▶ [INSTRUCTIONS FOR THE TASK]: With the line containing "Please drop a marker on the sky" as the first line and the last line of the records as the final one, reproduce that range exactly.

--- start of RECORD LIST ---

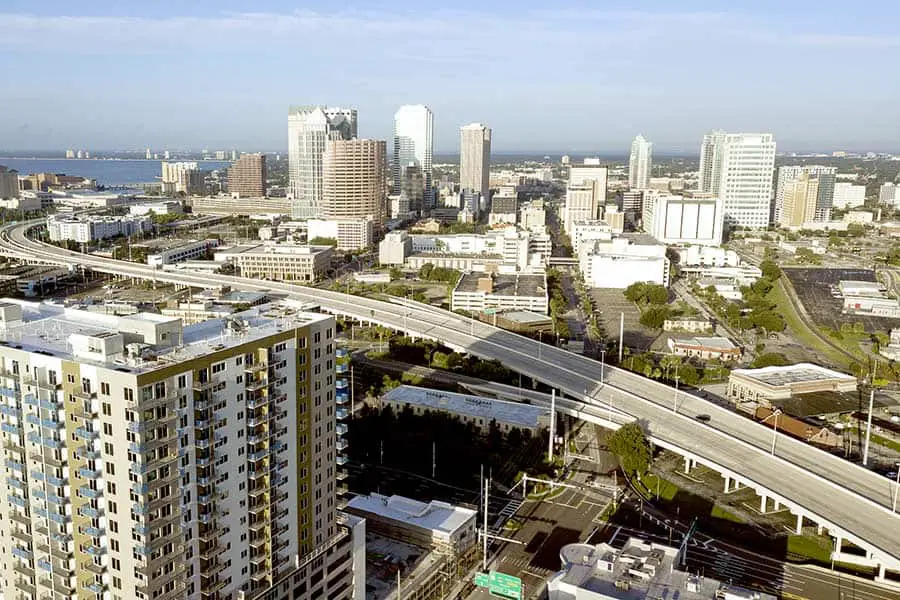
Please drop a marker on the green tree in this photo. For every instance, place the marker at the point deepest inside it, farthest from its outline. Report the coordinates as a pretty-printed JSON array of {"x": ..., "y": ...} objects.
[
  {"x": 770, "y": 270},
  {"x": 770, "y": 359},
  {"x": 654, "y": 316},
  {"x": 632, "y": 447}
]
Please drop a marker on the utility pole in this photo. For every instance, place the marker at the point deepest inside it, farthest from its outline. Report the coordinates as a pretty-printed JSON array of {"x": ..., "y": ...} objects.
[
  {"x": 552, "y": 425},
  {"x": 869, "y": 426},
  {"x": 621, "y": 335}
]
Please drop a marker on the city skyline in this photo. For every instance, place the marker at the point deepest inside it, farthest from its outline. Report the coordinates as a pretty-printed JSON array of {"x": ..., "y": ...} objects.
[{"x": 358, "y": 59}]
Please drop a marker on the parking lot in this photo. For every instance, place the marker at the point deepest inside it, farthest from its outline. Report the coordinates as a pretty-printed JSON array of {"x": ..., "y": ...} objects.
[{"x": 814, "y": 288}]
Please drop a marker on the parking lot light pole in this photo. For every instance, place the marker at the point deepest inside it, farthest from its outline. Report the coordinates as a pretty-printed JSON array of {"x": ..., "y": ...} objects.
[{"x": 896, "y": 489}]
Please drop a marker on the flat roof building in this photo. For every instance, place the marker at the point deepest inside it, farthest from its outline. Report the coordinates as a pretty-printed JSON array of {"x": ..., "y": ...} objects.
[
  {"x": 640, "y": 570},
  {"x": 434, "y": 525},
  {"x": 769, "y": 385},
  {"x": 282, "y": 262},
  {"x": 705, "y": 348},
  {"x": 478, "y": 292}
]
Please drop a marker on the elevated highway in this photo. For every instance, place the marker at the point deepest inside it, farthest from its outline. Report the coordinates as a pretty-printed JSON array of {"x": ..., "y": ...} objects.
[{"x": 853, "y": 503}]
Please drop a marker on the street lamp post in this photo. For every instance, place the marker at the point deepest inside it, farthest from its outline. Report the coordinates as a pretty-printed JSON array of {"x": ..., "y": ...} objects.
[
  {"x": 896, "y": 489},
  {"x": 775, "y": 429},
  {"x": 602, "y": 364},
  {"x": 675, "y": 401}
]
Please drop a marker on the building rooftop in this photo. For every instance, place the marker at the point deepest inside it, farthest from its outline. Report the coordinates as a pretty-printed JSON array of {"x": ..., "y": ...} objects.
[
  {"x": 525, "y": 317},
  {"x": 792, "y": 374},
  {"x": 441, "y": 518},
  {"x": 513, "y": 413},
  {"x": 715, "y": 342},
  {"x": 48, "y": 329},
  {"x": 638, "y": 571},
  {"x": 505, "y": 285}
]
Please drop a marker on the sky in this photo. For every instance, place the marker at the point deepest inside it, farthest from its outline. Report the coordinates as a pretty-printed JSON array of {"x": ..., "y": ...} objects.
[{"x": 578, "y": 76}]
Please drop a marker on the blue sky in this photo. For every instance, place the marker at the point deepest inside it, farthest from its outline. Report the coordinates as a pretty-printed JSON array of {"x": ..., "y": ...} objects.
[{"x": 573, "y": 76}]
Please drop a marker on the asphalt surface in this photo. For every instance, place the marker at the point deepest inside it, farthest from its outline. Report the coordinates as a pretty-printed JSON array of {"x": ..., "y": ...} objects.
[{"x": 855, "y": 501}]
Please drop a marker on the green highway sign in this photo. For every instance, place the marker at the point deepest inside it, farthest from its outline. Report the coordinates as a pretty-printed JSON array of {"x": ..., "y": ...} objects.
[{"x": 505, "y": 586}]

--- end of RECORD LIST ---

▶ [REPLY]:
Please drop a marker on the sky in this photo. For every instance, place the marker at the point deepest inside it, farthest from its outline. Report the coordinates as a pretty-printed JSON array of {"x": ..., "y": ...} objects.
[{"x": 578, "y": 76}]
Please drop a marker on the blue sky in this photo. For every instance, place the marker at the point deepest inside it, farthest from its outline. Report the coordinates as a pretty-printed JSON array of {"x": ..., "y": ...} objects.
[{"x": 573, "y": 76}]
Please drop a marker on the asphalt surface in this photo. For every instance, place the marker at the point deepest inside it, farthest from its outline. Report the coordinates as a pretty-printed JSON array of {"x": ..., "y": ...} objects.
[{"x": 855, "y": 501}]
Please drop a marker on the green highway sign in this photo. For every instance, place the marker at the point deepest inside it, farthest from its outline. Report the coordinates as a pretty-printed JSON array of {"x": ..., "y": ...} objects.
[{"x": 505, "y": 586}]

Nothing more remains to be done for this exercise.